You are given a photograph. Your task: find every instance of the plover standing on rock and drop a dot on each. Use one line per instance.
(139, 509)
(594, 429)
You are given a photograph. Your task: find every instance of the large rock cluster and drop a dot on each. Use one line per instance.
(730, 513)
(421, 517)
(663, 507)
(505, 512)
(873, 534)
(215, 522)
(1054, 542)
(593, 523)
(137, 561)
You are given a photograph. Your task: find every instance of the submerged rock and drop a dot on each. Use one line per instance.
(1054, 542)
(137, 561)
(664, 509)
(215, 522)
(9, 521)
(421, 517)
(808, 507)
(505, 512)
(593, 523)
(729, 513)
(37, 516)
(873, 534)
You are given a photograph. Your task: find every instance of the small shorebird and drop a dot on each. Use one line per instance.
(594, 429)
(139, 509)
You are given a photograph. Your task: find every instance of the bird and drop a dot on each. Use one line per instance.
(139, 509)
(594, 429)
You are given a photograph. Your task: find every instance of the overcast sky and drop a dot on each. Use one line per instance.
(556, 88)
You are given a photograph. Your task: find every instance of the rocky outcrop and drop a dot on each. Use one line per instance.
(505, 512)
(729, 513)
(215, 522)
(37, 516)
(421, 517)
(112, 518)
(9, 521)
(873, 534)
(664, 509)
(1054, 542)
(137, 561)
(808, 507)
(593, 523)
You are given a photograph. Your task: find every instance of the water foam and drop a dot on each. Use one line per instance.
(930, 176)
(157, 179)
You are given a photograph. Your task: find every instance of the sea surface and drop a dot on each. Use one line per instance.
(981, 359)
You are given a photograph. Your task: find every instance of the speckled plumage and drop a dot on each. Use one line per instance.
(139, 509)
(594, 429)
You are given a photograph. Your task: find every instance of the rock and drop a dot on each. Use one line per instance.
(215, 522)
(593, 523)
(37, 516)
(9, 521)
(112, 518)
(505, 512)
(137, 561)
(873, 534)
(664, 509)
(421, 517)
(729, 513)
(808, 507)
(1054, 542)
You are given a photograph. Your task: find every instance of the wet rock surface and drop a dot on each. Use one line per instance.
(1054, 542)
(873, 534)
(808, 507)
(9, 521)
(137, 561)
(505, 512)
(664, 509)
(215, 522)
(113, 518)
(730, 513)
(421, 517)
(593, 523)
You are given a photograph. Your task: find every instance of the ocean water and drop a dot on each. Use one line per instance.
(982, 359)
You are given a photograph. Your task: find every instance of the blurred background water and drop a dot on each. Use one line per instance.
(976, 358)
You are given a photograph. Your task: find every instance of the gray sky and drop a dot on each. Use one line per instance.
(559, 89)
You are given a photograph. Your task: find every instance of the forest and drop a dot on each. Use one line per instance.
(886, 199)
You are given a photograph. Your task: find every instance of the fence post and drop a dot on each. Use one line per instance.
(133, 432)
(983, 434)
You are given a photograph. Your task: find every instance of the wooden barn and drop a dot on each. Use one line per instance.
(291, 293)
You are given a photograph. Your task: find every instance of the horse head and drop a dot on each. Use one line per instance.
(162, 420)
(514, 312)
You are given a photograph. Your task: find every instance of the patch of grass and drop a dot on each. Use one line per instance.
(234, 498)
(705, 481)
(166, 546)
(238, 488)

### Assigned task
Restate the data in full so that no line differs from the original.

### Result of the task
You are given a photograph. Your task: find every instance of the plover standing on rock and drop a dot on each. Use one line per instance.
(139, 509)
(594, 429)
You are given a photograph. Your task: find every instance of the large rock cluster and drop a dot on each. Use one line per instance.
(730, 513)
(421, 517)
(663, 507)
(505, 512)
(873, 534)
(215, 522)
(1054, 542)
(593, 523)
(137, 561)
You are given a photograph. Your task: find every instance of the submerged rock and drop a dot on each. Use one line per instance.
(1054, 542)
(137, 561)
(664, 509)
(215, 522)
(9, 521)
(421, 517)
(808, 507)
(505, 512)
(593, 523)
(729, 513)
(37, 516)
(873, 534)
You are given a photograph. Your task: find every instance of the small shorebird and drop a dot on each. Use one line per instance.
(594, 429)
(139, 509)
You are given a photograph. Your task: find every instance of the bird and drop a dot on each. Use one line per instance.
(139, 509)
(594, 429)
You are given a photograph. Your task: find every instance of the overcast sky and drop a dot on each. Use one line per instance.
(556, 88)
You are given a photograph. Your task: find every instance of the rocky outcrop and drop a dot on each. Use one line per instance.
(505, 512)
(729, 513)
(215, 522)
(37, 516)
(421, 517)
(112, 518)
(9, 521)
(873, 534)
(664, 509)
(1054, 542)
(137, 561)
(808, 507)
(593, 523)
You are given a photograph. Your task: find every instance of the water foam and drop a dot on each. Use one line per instance.
(930, 176)
(157, 179)
You are given a photograph. Your task: find every instance of the sea surface and drop a dot on each. Use one line per instance.
(981, 359)
You are given a photograph. Your task: find every instance of the speckled plumage and drop a dot on each. Use one line per instance.
(139, 509)
(594, 429)
You are given a photograph. Your task: find every instance of the rock and drop a dot on each. Use one line per instance.
(215, 522)
(593, 523)
(37, 516)
(9, 521)
(112, 518)
(505, 512)
(137, 561)
(873, 534)
(664, 509)
(421, 517)
(729, 513)
(808, 507)
(1054, 542)
You are given a photograph. Your task: find every instance of the wet rock surface and drop a dot on each. Use one line per instance.
(1054, 542)
(873, 534)
(808, 507)
(9, 521)
(137, 561)
(505, 512)
(664, 509)
(215, 522)
(113, 518)
(730, 513)
(421, 517)
(593, 523)
You are given a photograph. Your task: find every instance of the ocean water and drop a dot on each. Use one line per instance.
(982, 359)
You are given a photograph. Your task: find every instance of the blurred background water and drop a dot on each. Use one line per instance.
(976, 358)
You are given a photograph. Your task: find every instance of the gray sky and drop a dot on each. Use one line per instance.
(559, 89)
You are given a photograph. Your task: find every instance of the forest and drop a dot on each. Use one line per instance.
(886, 199)
You are given a photograph. Your task: find every instance of the fence post and drop a dot on each. Use one line per instance.
(133, 432)
(983, 434)
You are given a photograph. Your task: find every instance of the wooden barn and drop a dot on each. Use one line per instance.
(291, 293)
You are given a photograph. Your task: find every instance of the horse head and drop a dot on each. Use one line per instance.
(162, 420)
(514, 312)
You are given a photograph. Your task: find every instance of the patch of grass and drop a dot on each. Use one line per instance.
(234, 498)
(705, 481)
(166, 546)
(238, 488)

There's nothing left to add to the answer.